TO DO:
- a) From the DAT drive summary, write out the passage between "Thanks for many" and "on this planet.", inclusive.
- b) In the DAT drive summary, what capacity did David report from experience when no compression was used?

TEXT SEGMENT:

==============================

Thanks for many good people who responded. It's been great. Though I have
got some flames. I am with this mailing list for the last year or so. My
common sense says that it's O.K. to post a problem about HP DAT drive.
Any way, the good thing there are many good people still left on this planet.
Original query:
===============
> Hello! sun-managers!
> I am looking for specs on HP-35480A 4mm DAT TAPE DRIVE,
> especially, how much you can store upto? I was told that 4.8G
compressed.
> Is that true? Does it have more capacity OR less..:)
SUMMARY
=======
David Steiner <dsteiner@ispa.uni-osnabrueck.de>
>From the HP Product Description:
"The capacity fo a 90m cassette is up to 8 gigabytes, provided that streaming
operation is maintained throughout the writing activity. The capacity depends
on the size of the records and the type of data sent from the host; a
capacity
of 8 gigabytes assumes a record size of 512 bytes or greater."
Along with the above caveats, the 8 GB capacity assumes the use of hardware
compression (which, BTW, is not compatable with other manufacturers drives;
an important consideration if you are exchanging tapes with someone else.)
My experience:
Without compression: 1.4-1.7 GB
With compression: ~5 GB
Hope this helps.
-David-
*****************************************************************************
Niall O Broin x 3619 <nobroin@esoc.esa.de>
With 120M DDS-II tapes the 35480A can write in DDS-II format which
gives a capacity (with these tapes) of 4 Gbyte native. They'll quote
you possible compression rates of up to 4 : 1 - reality seems to be
closer to 1.5 -2 : 1. Of course, your mileage my vary.

==============================

(Named object pointing entries)
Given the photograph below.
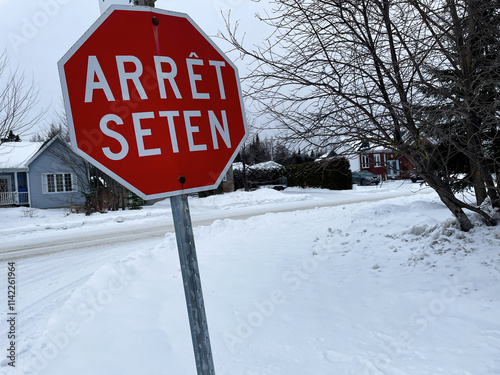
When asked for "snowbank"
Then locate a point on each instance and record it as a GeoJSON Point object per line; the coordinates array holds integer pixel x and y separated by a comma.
{"type": "Point", "coordinates": [389, 287]}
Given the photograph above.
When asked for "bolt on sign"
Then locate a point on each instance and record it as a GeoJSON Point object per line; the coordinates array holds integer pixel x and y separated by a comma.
{"type": "Point", "coordinates": [149, 98]}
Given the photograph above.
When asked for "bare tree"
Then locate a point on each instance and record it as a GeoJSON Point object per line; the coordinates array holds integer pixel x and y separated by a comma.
{"type": "Point", "coordinates": [18, 101]}
{"type": "Point", "coordinates": [335, 73]}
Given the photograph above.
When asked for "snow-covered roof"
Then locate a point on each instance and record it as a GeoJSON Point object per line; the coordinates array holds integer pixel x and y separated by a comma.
{"type": "Point", "coordinates": [17, 155]}
{"type": "Point", "coordinates": [264, 165]}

==============================

RESULTS OF THE TASKS:
- a)
Thanks for many good people who responded. It's been great. Though I have
got some flames. I am with this mailing list for the last year or so. My
common sense says that it's O.K. to post a problem about HP DAT drive.
Any way, the good thing there are many good people still left on this planet.

- b) 1.4-1.7 GB.